● **WORK REQUIRED**: Could you render everything in the records below, from the line containing "for any white" down to the line containing "310 87 383 200", both lines included, as a numbered list with blank lines left out?

● **EXERCISE DATA**:
-- start --
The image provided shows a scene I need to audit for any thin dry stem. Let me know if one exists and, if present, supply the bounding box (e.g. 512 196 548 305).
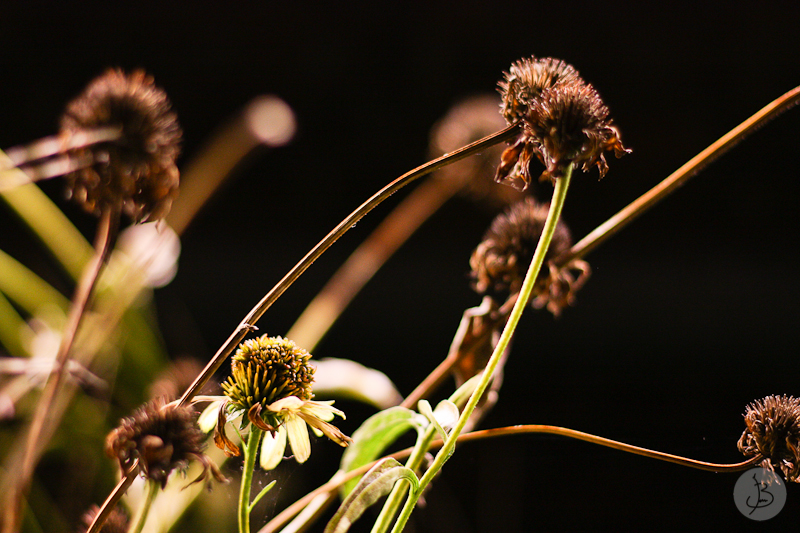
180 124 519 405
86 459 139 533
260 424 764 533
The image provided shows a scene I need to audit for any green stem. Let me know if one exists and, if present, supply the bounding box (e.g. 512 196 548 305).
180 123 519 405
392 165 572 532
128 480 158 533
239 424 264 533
-- end --
-- start --
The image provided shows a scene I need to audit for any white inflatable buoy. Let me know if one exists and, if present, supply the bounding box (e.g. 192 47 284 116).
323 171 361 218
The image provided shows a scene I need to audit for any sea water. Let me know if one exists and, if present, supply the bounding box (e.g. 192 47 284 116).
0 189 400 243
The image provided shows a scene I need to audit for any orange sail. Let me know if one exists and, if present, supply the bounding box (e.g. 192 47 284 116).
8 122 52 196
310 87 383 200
-- end --
● **COMPLETED TASK**:
1. The image provided shows a scene I need to audit for any white inflatable buoy. Let me know if one exists and, if present, supply the bounding box (e.g. 192 47 284 116).
2. 323 171 361 218
3. The image provided shows a scene I need to audit for any sea water. Let me know if one exists and, if present, supply the bounding box (e.g. 192 47 284 116).
4. 0 189 400 243
5. The image provided shows a scene I need to audit for any orange sail. Let me know if one exists and, if present, supply the bounding box (e.g. 192 47 284 116).
6. 8 122 52 196
7. 310 87 383 200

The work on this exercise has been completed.